## Text segment
Fulton County District Attorney Fani Willis has discussed plea talks or has left open the possibility of talks with all other co-defendants involved in efforts to overturn the 2020 election results in Georgia except for former President Donald Trump, former White House chief of staff Mark Meadows and Trump’s former lawyer Rudy Giuliani, according to The Guardian.
The DA has no plans to extend plea deals to the three defendants in the case, two people familiar with the matter told The Guardian. Instead, the prosecutors are opting to proceed to trial, compelling the individuals to face the charges in court.
Her hope is to encourage other co-defendants to consider the option of becoming cooperating witnesses in the case against the former president, sources told The Guardian. While the decision hasn’t been “communicated formally,” it remains subject to potential changes, especially if there is a shift in the prosecutors’ strategy, the news outlet reported.
But typically with organized crime and racketeering conspiracies, there is either “one or a couple big fish” who pose “enduring risks” if they are not convicted, Nathan Chapman, a professor of law at the University of Georgia, told Salon. The big fish remain “insulated” by little fish who do the “dirty work.”
In this case, Trump’s alleged conspiracy to keep himself in power by any means makes him the mastermind behind the effort to overturn election results in Georgia. By getting lower-level defendants in the criminal enterprise to cooperate, the DA can unravel the intricate web of activities orchestrated by the mastermind.
“It is easier to get direct evidence against the little fish than the big fish, so you ‘flip’ the little fish to testify against the big fish in exchange for a reduced sentence,” Chapman said. “The risk of not convicting the big fish is that he’ll go back to his old ways with new little fish, this time more carefully.”
In August, Trump and 18 co-defendants initially pleaded not guilty to a comprehensive indictment, which charged them with violating the RICO statute in an effort to overturn his 2020 election loss in Georgia. The charges included promoting false Trump electors and tampering with voting machines.

## Task instructions
Copy the passage on the Georgia election case word for word, starting at the words "The DA has no" and ending after the words "charges in court.".

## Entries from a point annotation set
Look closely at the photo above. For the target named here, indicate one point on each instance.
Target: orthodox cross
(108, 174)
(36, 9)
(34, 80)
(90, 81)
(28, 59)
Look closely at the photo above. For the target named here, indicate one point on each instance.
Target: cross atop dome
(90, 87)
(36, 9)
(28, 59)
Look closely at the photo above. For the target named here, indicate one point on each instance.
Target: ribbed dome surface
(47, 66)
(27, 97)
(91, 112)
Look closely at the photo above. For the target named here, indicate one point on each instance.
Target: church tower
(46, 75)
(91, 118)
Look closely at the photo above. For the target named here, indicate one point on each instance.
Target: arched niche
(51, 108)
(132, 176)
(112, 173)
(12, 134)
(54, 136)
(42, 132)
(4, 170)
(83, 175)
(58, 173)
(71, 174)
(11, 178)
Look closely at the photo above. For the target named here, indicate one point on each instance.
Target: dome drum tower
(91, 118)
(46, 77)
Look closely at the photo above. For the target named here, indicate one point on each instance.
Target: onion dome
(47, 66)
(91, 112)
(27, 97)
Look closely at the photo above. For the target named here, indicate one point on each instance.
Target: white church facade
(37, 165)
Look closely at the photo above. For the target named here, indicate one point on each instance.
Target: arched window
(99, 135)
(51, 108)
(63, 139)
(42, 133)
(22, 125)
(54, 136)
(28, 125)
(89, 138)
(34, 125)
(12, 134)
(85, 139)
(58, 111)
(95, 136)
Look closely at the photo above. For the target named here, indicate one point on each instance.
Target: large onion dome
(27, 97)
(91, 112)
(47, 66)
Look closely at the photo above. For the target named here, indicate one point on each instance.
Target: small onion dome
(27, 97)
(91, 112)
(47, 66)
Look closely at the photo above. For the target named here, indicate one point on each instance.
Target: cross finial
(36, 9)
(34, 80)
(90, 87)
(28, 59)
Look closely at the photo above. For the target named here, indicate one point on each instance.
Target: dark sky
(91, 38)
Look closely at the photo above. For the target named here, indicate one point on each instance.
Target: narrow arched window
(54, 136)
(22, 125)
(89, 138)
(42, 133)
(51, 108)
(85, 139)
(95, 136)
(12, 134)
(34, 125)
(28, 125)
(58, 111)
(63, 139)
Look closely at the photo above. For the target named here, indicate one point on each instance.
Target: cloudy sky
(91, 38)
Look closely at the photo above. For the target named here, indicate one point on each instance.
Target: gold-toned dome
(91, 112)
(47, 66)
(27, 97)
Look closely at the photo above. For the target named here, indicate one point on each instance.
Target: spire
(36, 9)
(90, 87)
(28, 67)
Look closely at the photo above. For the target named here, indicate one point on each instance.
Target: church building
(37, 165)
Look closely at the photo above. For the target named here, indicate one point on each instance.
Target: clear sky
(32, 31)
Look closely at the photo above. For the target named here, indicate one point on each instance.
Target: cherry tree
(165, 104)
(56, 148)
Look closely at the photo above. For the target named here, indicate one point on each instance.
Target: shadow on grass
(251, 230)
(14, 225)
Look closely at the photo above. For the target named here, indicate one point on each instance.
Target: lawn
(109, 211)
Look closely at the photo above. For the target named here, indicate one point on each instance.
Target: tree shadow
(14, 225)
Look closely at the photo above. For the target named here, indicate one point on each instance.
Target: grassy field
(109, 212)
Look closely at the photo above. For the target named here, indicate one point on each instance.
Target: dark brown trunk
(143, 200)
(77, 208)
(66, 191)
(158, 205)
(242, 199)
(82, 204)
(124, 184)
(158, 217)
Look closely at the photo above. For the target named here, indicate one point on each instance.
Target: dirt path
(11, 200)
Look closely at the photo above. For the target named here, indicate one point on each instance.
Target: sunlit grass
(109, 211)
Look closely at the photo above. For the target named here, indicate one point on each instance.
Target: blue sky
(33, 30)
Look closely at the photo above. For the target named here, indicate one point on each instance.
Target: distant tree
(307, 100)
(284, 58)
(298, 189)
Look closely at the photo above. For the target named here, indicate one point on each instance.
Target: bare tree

## Expected output
The DA has no plans to extend plea deals to the three defendants in the case, two people familiar with the matter told The Guardian. Instead, the prosecutors are opting to proceed to trial, compelling the individuals to face the charges in court.